[Dataset items]
=== Section Start ===
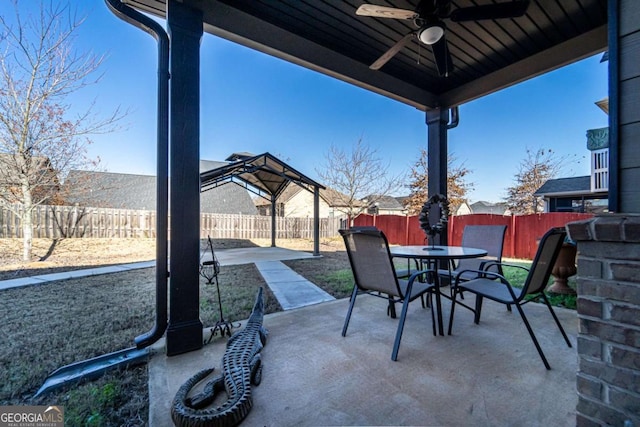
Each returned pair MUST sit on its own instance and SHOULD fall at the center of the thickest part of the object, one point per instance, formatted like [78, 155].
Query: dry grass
[57, 323]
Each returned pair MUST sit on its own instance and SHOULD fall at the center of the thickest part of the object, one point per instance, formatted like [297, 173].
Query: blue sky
[253, 102]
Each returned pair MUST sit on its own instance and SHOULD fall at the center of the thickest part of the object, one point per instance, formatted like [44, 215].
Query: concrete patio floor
[483, 375]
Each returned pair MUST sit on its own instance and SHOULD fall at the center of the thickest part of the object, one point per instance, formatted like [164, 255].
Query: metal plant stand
[209, 270]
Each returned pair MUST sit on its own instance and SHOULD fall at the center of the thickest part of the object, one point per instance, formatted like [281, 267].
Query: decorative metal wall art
[431, 230]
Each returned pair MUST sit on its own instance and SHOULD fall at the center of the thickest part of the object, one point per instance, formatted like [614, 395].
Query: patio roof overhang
[327, 36]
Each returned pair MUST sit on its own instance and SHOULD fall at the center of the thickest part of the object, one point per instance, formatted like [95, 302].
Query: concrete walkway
[290, 289]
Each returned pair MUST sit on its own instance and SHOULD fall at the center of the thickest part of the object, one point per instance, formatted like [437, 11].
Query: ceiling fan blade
[512, 9]
[385, 12]
[442, 57]
[391, 52]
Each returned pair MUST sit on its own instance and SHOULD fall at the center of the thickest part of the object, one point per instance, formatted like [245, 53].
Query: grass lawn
[54, 324]
[57, 323]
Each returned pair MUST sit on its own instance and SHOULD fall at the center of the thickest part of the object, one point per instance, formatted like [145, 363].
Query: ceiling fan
[428, 18]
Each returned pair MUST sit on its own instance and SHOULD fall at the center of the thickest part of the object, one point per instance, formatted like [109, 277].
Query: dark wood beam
[185, 328]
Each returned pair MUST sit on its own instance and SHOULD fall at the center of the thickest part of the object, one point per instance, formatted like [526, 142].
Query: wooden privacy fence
[76, 221]
[521, 239]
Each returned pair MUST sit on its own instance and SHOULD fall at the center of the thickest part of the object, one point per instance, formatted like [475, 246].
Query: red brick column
[608, 378]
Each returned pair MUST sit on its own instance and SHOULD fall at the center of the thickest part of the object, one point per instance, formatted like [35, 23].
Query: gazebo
[487, 48]
[266, 176]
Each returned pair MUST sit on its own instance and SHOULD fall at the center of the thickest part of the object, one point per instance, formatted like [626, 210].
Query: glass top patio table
[436, 253]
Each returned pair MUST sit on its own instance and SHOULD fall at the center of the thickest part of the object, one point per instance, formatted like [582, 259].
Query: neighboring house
[297, 202]
[127, 191]
[463, 209]
[583, 193]
[385, 205]
[480, 207]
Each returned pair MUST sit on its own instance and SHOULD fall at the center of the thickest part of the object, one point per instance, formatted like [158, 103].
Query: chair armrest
[417, 274]
[483, 274]
[491, 276]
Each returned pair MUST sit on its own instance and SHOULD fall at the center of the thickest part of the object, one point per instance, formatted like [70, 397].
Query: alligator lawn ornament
[241, 367]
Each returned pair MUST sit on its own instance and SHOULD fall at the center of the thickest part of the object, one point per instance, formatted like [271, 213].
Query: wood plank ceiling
[327, 36]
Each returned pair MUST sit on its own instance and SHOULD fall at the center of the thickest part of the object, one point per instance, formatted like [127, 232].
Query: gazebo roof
[264, 174]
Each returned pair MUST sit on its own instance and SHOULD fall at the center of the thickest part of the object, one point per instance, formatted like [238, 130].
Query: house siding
[609, 264]
[629, 122]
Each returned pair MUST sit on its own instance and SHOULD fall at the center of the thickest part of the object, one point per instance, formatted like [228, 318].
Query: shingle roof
[576, 185]
[128, 191]
[387, 202]
[487, 207]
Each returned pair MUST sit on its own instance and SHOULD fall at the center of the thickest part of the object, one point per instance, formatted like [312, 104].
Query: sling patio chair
[496, 287]
[374, 274]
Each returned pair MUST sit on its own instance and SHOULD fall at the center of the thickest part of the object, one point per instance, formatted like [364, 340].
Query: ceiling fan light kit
[431, 33]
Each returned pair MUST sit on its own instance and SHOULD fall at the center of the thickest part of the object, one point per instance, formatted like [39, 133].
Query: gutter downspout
[138, 20]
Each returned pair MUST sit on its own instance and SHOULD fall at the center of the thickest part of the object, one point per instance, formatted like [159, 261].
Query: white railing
[600, 170]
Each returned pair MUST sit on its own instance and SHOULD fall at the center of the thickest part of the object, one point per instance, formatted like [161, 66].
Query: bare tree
[457, 184]
[40, 138]
[535, 169]
[358, 173]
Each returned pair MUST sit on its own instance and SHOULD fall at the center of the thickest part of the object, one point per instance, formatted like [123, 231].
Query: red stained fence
[521, 239]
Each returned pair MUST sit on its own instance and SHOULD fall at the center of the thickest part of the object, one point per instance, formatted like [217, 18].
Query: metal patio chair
[496, 287]
[374, 274]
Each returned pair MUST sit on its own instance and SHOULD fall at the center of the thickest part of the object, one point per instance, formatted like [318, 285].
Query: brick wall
[608, 379]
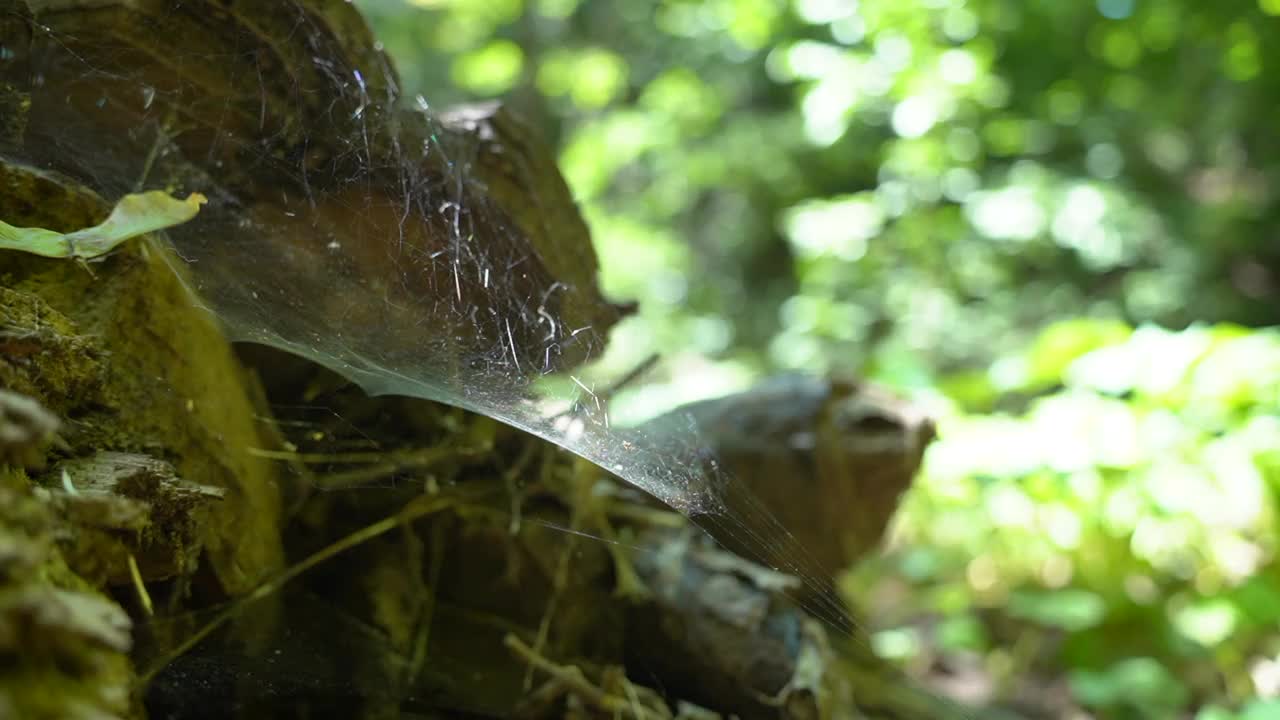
=== Section End ===
Task to carry out: Only the text of the entries above, transcribed exactly, should be given; leave out pictures.

Response:
Each returned pair MUST sit on its own instance and SHOULD fall at the center of the thickest part of the object, one point per instance, formatted like [78, 155].
Query: dry grass
[57, 323]
Each returned pair MUST sit on its own instance and SHOULD fall at the center of the thickest part of the object, one point per instance, formatted like [297, 173].
Query: blue sky
[253, 102]
Each returned pair MUST sit on its own instance and SHOULD fall at the center of the thickest part of the object, one point per instance, formatted like [44, 215].
Query: concrete patio floor
[483, 375]
Each returned pair MUST sit on its own instance and SHOULD fall at the center of the thickest part of the object, one point per instance, formatted like [164, 255].
Query: metal plant stand
[209, 270]
Each returned pair MUST sit on its own instance and SHOULD fall at the center of the thickest part of the object, one point per instance, formatted like [281, 267].
Query: decorative metal wall art
[431, 230]
Each returned pair MUST sit on its own instance and SHOULD fall at the center of the thickest part of the object, one point per instance, formatted like [614, 395].
Query: patio roof overhang
[327, 36]
Each returned pair MUST sit on its own instance and SHOULD fall at the center of the thickest part of the object, one point per instance, formatted like [95, 302].
Query: concrete walkway
[290, 289]
Each returned pair MUST sit on its own instance and SHOULD fall at the center of the thickest part of the object, one point per instance, formatted like [437, 11].
Query: ceiling fan blade
[512, 9]
[385, 12]
[442, 57]
[391, 52]
Each returned pair MUST sit on its own instance and SHOULD fall at the center of the thickest part of the object, one point per instance, formatted like [245, 53].
Query: grass lawn
[54, 324]
[57, 323]
Each returned pair MUST sit on its own instance and SHOULD fall at the center of the thickest part of the object, one point per instance, formatted like [145, 363].
Query: ceiling fan
[428, 18]
Each returned pair MUST sit on its own instance and SHOULD fall at the center of the thickest part of the object, one point per instance, formatted like [109, 277].
Query: dark wood beam
[185, 328]
Each returned pair MUST sit on its own instance and SHOULD fall at the center of the thickest part of the object, one point per instance, formatted like [526, 142].
Query: wooden privacy fence
[76, 221]
[521, 239]
Each returned pair MUST sit on its own instance and SHOULD fall at the center of the thickest part of the object, one point per instance, formatted like [475, 246].
Query: red brick column
[608, 378]
Each returned pair MUST sit on its own instance and SHOULD fall at the center of the thickest part of the object, one point per instance, formatted like [35, 23].
Query: gazebo
[487, 48]
[266, 176]
Each returned pair MUST sit on its own instance and SHOULD fall at the center of the thickest part of the object, one point per instance, formatted like [626, 210].
Query: glass top patio table
[436, 253]
Each returned pair MUST sit on its own instance and SHOULD fall at the center of the thickest part of the object, one point per instance, formatted like [582, 259].
Query: neighboring house
[297, 202]
[127, 191]
[463, 209]
[583, 193]
[385, 205]
[480, 207]
Each returned pair MUST sit on its own instance and SHOULD fall at the center of the thickest part of the object, one point per instance, formatted like [158, 103].
Query: chair armrest
[417, 274]
[483, 274]
[491, 276]
Each returned pair MUST sit on its own instance and SHOULD fall at the center of the thickest part of the object, one point per instance, formatted like [70, 397].
Query: alligator lawn ornament
[241, 367]
Each returned pair MUST sit on its own instance and SHOULD fall at the center of the thickest part of the object, one point per instance, formatted like [271, 213].
Query: wood plank ceiling
[327, 36]
Each returned pair MUST sit on its own instance and SHOULD fall at the center of the thickest part of the object, one point per instance, formatted like [127, 232].
Query: gazebo roof
[264, 174]
Each returned pair MUST sit on its own instance and SHOULD fall at the center of the thickest part of the object, one point per instance, formatted like [238, 130].
Query: house siding
[609, 264]
[629, 122]
Each returned pair MUST sit on its own instance and SHOULD fall at the center of the thickest part of the object, one point per instance, formatted like [228, 318].
Query: shingle roof
[576, 185]
[128, 191]
[387, 202]
[487, 207]
Each returned pair MUST sit on its own instance and SHOULD fall at the center of the thickest part of the object, one point per instance, formatted like [312, 104].
Query: sling patio chair
[496, 287]
[374, 274]
Each returned pair MUST sit on its own instance and SHOULD fall at the center of the thickest part of the object, one point per instance, formatted like [364, 340].
Query: ceiling fan light kit
[431, 33]
Each returned pair MUST sit on its own instance and SHOULD fall at the center of the thickest part of the object, one point per instance, formatted like [39, 133].
Query: gutter downspout
[138, 20]
Each returned pair MUST sit on its own instance and SHOULD fall at the center of the thickest part of the object, one point per instance, formatted like [159, 261].
Query: white railing
[600, 170]
Each returned pair MUST sit on its own instance and SHOULD fall at the center of the thickest part of the object, one point per instance, formatted like [161, 66].
Query: bare tree
[457, 184]
[40, 138]
[535, 169]
[358, 173]
Each returned pair MUST sit on its own instance and SHOULD fall at the center of the thickest part of the object, one point per instance, formatted like [123, 231].
Query: red stained fence
[521, 239]
Each returned pair MUST sit on its own instance and SHOULD fall at the center of the thickest part of the object, one point per instance, formatted like [217, 18].
Query: metal patio chair
[496, 287]
[374, 274]
Each returned pair MUST sit on its own instance and SHOULD fall at the center of the thickest part of the object, one point per instance, formatted like [318, 285].
Query: brick wall
[608, 379]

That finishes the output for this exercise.